:: PROBLEM REQUIREMENTS ::
What you return should match the data below exactly, line for line.
───── INPUT FOR THIS TASK ─────
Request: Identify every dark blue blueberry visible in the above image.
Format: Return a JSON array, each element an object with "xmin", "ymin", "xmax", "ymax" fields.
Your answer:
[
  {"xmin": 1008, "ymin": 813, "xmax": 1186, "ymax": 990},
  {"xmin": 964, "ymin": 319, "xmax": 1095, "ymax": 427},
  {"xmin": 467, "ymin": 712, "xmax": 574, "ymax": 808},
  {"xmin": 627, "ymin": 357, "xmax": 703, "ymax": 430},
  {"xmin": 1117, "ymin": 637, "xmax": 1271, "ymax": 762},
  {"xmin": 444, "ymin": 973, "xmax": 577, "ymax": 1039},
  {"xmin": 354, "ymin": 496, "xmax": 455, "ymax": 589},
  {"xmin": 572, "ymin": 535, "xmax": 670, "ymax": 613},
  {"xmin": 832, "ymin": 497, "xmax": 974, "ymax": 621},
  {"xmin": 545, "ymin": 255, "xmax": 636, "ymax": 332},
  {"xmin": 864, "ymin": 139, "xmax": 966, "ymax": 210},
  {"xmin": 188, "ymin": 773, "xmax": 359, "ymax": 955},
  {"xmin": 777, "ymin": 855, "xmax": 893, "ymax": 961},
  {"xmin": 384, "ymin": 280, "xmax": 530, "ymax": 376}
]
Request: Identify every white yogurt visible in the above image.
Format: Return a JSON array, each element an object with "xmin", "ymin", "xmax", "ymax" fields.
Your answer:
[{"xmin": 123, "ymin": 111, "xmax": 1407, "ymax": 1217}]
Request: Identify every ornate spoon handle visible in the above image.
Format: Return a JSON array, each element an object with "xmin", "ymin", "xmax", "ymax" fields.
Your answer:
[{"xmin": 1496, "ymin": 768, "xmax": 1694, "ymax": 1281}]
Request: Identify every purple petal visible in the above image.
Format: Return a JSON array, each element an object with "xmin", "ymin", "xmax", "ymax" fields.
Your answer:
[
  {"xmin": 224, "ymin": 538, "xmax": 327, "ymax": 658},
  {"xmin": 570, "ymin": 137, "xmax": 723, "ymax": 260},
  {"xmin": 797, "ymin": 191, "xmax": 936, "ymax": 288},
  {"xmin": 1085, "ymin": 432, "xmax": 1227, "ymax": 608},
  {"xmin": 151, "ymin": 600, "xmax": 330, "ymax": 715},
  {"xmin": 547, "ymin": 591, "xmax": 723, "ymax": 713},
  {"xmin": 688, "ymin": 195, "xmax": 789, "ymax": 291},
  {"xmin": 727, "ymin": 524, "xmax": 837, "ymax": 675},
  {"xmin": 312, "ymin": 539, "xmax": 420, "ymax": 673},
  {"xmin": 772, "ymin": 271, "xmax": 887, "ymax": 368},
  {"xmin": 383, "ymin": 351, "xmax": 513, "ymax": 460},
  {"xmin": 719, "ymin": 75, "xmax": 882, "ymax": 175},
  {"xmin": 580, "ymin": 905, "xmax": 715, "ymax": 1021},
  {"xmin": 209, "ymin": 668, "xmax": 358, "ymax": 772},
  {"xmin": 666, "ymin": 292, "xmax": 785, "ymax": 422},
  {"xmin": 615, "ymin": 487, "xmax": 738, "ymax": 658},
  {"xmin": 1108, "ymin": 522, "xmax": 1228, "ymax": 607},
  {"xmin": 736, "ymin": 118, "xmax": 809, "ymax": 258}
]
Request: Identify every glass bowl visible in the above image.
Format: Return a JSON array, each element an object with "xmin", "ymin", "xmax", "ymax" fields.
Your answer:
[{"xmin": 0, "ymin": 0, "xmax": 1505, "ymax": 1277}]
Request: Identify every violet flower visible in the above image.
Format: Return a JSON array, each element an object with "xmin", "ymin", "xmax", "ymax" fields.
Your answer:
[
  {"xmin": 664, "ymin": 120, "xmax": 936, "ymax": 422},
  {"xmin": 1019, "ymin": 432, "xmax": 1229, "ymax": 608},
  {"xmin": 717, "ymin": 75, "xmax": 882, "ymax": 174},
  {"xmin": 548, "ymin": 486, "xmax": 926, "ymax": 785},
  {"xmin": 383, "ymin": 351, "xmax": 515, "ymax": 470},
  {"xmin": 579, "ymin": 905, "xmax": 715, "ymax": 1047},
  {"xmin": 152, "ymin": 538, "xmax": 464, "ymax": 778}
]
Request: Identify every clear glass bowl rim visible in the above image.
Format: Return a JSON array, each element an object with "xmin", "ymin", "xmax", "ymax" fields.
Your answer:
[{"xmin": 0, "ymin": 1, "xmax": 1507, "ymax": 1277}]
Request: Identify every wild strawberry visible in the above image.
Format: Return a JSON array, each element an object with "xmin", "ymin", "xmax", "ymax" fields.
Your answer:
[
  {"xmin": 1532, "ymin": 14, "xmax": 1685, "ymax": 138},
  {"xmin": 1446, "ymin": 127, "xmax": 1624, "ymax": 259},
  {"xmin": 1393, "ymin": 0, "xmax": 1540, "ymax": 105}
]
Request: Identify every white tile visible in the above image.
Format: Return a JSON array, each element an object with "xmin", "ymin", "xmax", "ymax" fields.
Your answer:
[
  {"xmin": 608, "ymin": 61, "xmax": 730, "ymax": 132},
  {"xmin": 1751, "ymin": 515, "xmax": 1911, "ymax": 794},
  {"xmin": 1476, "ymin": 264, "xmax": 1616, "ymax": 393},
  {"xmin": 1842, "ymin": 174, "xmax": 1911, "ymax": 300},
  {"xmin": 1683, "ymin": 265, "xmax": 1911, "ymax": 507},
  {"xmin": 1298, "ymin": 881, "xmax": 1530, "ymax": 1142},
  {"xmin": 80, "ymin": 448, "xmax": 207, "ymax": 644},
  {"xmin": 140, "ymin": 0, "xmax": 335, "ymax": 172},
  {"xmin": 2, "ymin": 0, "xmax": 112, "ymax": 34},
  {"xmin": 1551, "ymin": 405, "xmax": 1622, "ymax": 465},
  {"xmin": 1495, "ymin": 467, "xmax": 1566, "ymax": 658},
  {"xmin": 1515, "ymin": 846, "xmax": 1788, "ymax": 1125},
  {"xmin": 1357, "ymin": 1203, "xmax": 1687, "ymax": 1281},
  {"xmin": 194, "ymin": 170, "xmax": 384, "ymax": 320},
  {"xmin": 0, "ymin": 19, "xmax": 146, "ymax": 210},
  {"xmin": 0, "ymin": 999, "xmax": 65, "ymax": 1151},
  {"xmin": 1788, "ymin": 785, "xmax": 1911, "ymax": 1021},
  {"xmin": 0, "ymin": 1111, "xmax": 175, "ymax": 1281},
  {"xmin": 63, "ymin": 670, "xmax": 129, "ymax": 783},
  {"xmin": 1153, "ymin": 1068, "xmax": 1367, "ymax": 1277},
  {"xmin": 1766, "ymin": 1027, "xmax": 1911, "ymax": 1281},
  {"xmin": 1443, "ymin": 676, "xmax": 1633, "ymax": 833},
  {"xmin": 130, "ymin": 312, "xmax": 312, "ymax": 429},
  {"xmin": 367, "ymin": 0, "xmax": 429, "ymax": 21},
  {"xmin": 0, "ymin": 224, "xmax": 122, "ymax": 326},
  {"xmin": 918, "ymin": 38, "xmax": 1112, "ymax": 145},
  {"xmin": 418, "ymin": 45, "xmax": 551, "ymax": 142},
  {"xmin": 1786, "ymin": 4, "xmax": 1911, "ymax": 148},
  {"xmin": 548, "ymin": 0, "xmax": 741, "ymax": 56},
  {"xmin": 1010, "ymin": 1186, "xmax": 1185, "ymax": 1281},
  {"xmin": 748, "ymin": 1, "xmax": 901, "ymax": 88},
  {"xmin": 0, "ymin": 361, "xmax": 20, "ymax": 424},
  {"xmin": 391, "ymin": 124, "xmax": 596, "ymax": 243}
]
─────
:: SOLUTION FOR THIS PROBLEM ::
Request: Identify every dark blue blueberry visible in the above image.
Format: Return a JSON array, each element an object with "xmin", "ymin", "xmax", "ymax" fields.
Your answer:
[
  {"xmin": 1008, "ymin": 813, "xmax": 1186, "ymax": 990},
  {"xmin": 964, "ymin": 319, "xmax": 1095, "ymax": 427},
  {"xmin": 467, "ymin": 712, "xmax": 574, "ymax": 808},
  {"xmin": 627, "ymin": 357, "xmax": 703, "ymax": 430},
  {"xmin": 1117, "ymin": 637, "xmax": 1271, "ymax": 762},
  {"xmin": 444, "ymin": 973, "xmax": 577, "ymax": 1039},
  {"xmin": 354, "ymin": 496, "xmax": 455, "ymax": 589},
  {"xmin": 572, "ymin": 535, "xmax": 670, "ymax": 613},
  {"xmin": 832, "ymin": 497, "xmax": 974, "ymax": 621},
  {"xmin": 545, "ymin": 255, "xmax": 636, "ymax": 332},
  {"xmin": 864, "ymin": 139, "xmax": 966, "ymax": 210},
  {"xmin": 188, "ymin": 773, "xmax": 359, "ymax": 955},
  {"xmin": 777, "ymin": 855, "xmax": 893, "ymax": 961},
  {"xmin": 384, "ymin": 280, "xmax": 530, "ymax": 376}
]
Request: Identify every white yogurt visible in the above image.
Format: Return a JSON array, each element an object with "xmin", "ymin", "xmax", "ymax" fields.
Your answer:
[{"xmin": 123, "ymin": 111, "xmax": 1407, "ymax": 1217}]
Request: Identify every ornate spoon handle visible in the above image.
Format: Return a JSON array, each element an object with "xmin", "ymin", "xmax", "ymax" fields.
Your answer:
[{"xmin": 1496, "ymin": 768, "xmax": 1694, "ymax": 1281}]
Request: Identify every purple petal visible in the above image.
Format: Return a JSON array, each element an object with "xmin", "ymin", "xmax", "ymax" fields.
Your answer:
[
  {"xmin": 224, "ymin": 538, "xmax": 327, "ymax": 658},
  {"xmin": 570, "ymin": 137, "xmax": 723, "ymax": 260},
  {"xmin": 797, "ymin": 191, "xmax": 936, "ymax": 288},
  {"xmin": 1085, "ymin": 432, "xmax": 1227, "ymax": 608},
  {"xmin": 151, "ymin": 600, "xmax": 330, "ymax": 715},
  {"xmin": 547, "ymin": 591, "xmax": 723, "ymax": 713},
  {"xmin": 688, "ymin": 195, "xmax": 789, "ymax": 291},
  {"xmin": 727, "ymin": 524, "xmax": 837, "ymax": 675},
  {"xmin": 312, "ymin": 539, "xmax": 420, "ymax": 673},
  {"xmin": 772, "ymin": 271, "xmax": 887, "ymax": 368},
  {"xmin": 383, "ymin": 351, "xmax": 513, "ymax": 460},
  {"xmin": 719, "ymin": 75, "xmax": 882, "ymax": 175},
  {"xmin": 580, "ymin": 905, "xmax": 715, "ymax": 1021},
  {"xmin": 209, "ymin": 668, "xmax": 358, "ymax": 772},
  {"xmin": 666, "ymin": 292, "xmax": 785, "ymax": 422},
  {"xmin": 615, "ymin": 487, "xmax": 738, "ymax": 658},
  {"xmin": 1108, "ymin": 522, "xmax": 1228, "ymax": 607},
  {"xmin": 736, "ymin": 118, "xmax": 809, "ymax": 258}
]
Request: Identify every glass bowl visible in the above image.
Format: Return a JSON array, each element an object with "xmin", "ymin", "xmax", "ymax" fields.
Your answer:
[{"xmin": 0, "ymin": 0, "xmax": 1505, "ymax": 1277}]
Request: Identify every violet flower visible in the above image.
Format: Return a JSON array, each element an object with "xmin", "ymin", "xmax", "ymax" fields.
Your answer:
[
  {"xmin": 664, "ymin": 120, "xmax": 936, "ymax": 422},
  {"xmin": 1019, "ymin": 432, "xmax": 1229, "ymax": 608},
  {"xmin": 717, "ymin": 75, "xmax": 882, "ymax": 174},
  {"xmin": 548, "ymin": 486, "xmax": 926, "ymax": 785},
  {"xmin": 383, "ymin": 351, "xmax": 515, "ymax": 470},
  {"xmin": 579, "ymin": 905, "xmax": 715, "ymax": 1047},
  {"xmin": 152, "ymin": 538, "xmax": 464, "ymax": 778}
]
Request: Identify every clear glass bowl rim visible in the above image.
Format: Return a JSON array, each element an object with "xmin", "ymin", "xmax", "ymax" fields.
Your answer:
[{"xmin": 0, "ymin": 1, "xmax": 1507, "ymax": 1277}]
Request: Identify every wild strawberry visible in the above image.
Format: Return a JSON array, each element an object with "xmin", "ymin", "xmax", "ymax" fields.
Your answer:
[
  {"xmin": 1532, "ymin": 14, "xmax": 1685, "ymax": 138},
  {"xmin": 1446, "ymin": 127, "xmax": 1624, "ymax": 259},
  {"xmin": 1393, "ymin": 0, "xmax": 1540, "ymax": 105}
]
Request: Identify every white tile visible in the above image.
Format: Return a JSON array, each element an object with "xmin", "ymin", "xmax", "ymax" fields.
Your answer:
[
  {"xmin": 608, "ymin": 61, "xmax": 730, "ymax": 132},
  {"xmin": 1751, "ymin": 515, "xmax": 1911, "ymax": 794},
  {"xmin": 1476, "ymin": 264, "xmax": 1616, "ymax": 393},
  {"xmin": 1842, "ymin": 174, "xmax": 1911, "ymax": 300},
  {"xmin": 1683, "ymin": 265, "xmax": 1911, "ymax": 507},
  {"xmin": 1298, "ymin": 881, "xmax": 1530, "ymax": 1142},
  {"xmin": 80, "ymin": 448, "xmax": 207, "ymax": 644},
  {"xmin": 140, "ymin": 0, "xmax": 335, "ymax": 172},
  {"xmin": 2, "ymin": 0, "xmax": 112, "ymax": 34},
  {"xmin": 1551, "ymin": 405, "xmax": 1622, "ymax": 465},
  {"xmin": 1495, "ymin": 467, "xmax": 1566, "ymax": 658},
  {"xmin": 1515, "ymin": 846, "xmax": 1788, "ymax": 1125},
  {"xmin": 1357, "ymin": 1203, "xmax": 1687, "ymax": 1281},
  {"xmin": 194, "ymin": 170, "xmax": 384, "ymax": 320},
  {"xmin": 0, "ymin": 19, "xmax": 146, "ymax": 210},
  {"xmin": 0, "ymin": 999, "xmax": 65, "ymax": 1151},
  {"xmin": 1788, "ymin": 785, "xmax": 1911, "ymax": 1021},
  {"xmin": 0, "ymin": 1111, "xmax": 175, "ymax": 1281},
  {"xmin": 63, "ymin": 670, "xmax": 129, "ymax": 783},
  {"xmin": 1153, "ymin": 1068, "xmax": 1367, "ymax": 1277},
  {"xmin": 1766, "ymin": 1027, "xmax": 1911, "ymax": 1281},
  {"xmin": 1443, "ymin": 676, "xmax": 1633, "ymax": 833},
  {"xmin": 130, "ymin": 312, "xmax": 312, "ymax": 429},
  {"xmin": 367, "ymin": 0, "xmax": 429, "ymax": 21},
  {"xmin": 0, "ymin": 224, "xmax": 122, "ymax": 326},
  {"xmin": 918, "ymin": 38, "xmax": 1112, "ymax": 145},
  {"xmin": 418, "ymin": 45, "xmax": 551, "ymax": 142},
  {"xmin": 1786, "ymin": 4, "xmax": 1911, "ymax": 148},
  {"xmin": 548, "ymin": 0, "xmax": 741, "ymax": 56},
  {"xmin": 1010, "ymin": 1186, "xmax": 1185, "ymax": 1281},
  {"xmin": 748, "ymin": 1, "xmax": 901, "ymax": 88},
  {"xmin": 0, "ymin": 361, "xmax": 20, "ymax": 424},
  {"xmin": 391, "ymin": 124, "xmax": 596, "ymax": 243}
]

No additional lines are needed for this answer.